-- TASK TO CARRY OUT --
In the compute grid observability story below, copy the passage from "Single unified get_grid_stats" to "paging — future." word for word.

Story: Compute grid observability

Goal
Status
Acceptance
Tasks
Decisions
Out of scope
See also

This page documents a story in Sprint 15. It captures the goal, current status, acceptance criteria, and the tasks that compose it.

Goal

Make the compute grid observable: TimescaleDB telemetry pipeline feeding a unified dashboard with RAG service health.

Status

Field	Value
State	DONE
Parent sprint	Sprint 15
Now	Completed 2026-03-21.
Waiting on	None.
Next	None.
Last touched	2026-03-21

Continued in: Service lifecycle controller (sprint 16). Sprint 15 added the RAG service dashboard; sprint 16 adds the controller component that manages service definitions + instances + lifecycle events.

Acceptance

Two TimescaleDB hypertables (grid samples + node samples), 30-day retention.
Server-side poller + node-side reporter via NATS.
get_grid_stats unified NATS endpoint for the dashboard.
Service heartbeat publisher + RAG dashboard live across all domain services.

Tasks

Task	State	Start	End	Description
Add compute grid telemetry pipeline	DONE	2026-05-20	2026-03-21	Two new TimescaleDB hypertables (ores_compute_grid_samples_tbl + ores_compute_node_samples_tbl, 30-day retention); server-side compute_grid_poller (async Boost.ASIO coroutine, 30s); node-side node_stats_reporter publishing node_sample_message to NATS; unified get_grid_stats NATS request/reply for dashboard.
Add service dashboard with live RAG status	DONE	2026-05-20	2026-03-21	TimescaleDB hypertable for service heartbeat samples; reusable header-only heartbeat publisher coroutine over NATS; Qt UI dashboard with RAG (red/amber/green) status indicators; integrated into all domain services.

Decisions

Single unified get_grid_stats endpoint: replaces N ad-hoc queries with one efficient call.
Header-only heartbeat publisher coroutine: reusable across every service.

Out of scope

Alerting + paging — future.

-- RECORDS SUPPLIED --
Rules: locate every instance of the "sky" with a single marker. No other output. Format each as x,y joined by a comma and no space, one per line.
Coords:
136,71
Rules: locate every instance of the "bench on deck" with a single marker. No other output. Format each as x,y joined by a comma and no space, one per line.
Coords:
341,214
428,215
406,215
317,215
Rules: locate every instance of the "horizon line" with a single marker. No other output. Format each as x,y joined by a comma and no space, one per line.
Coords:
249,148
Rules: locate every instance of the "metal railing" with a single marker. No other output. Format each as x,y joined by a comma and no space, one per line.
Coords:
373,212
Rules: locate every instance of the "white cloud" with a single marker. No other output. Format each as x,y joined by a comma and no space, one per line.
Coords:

-- OUTPUT FOR THIS TASK --
Single unified get_grid_stats endpoint: replaces N ad-hoc queries with one efficient call.
Header-only heartbeat publisher coroutine: reusable across every service.

Out of scope

Alerting + paging — future.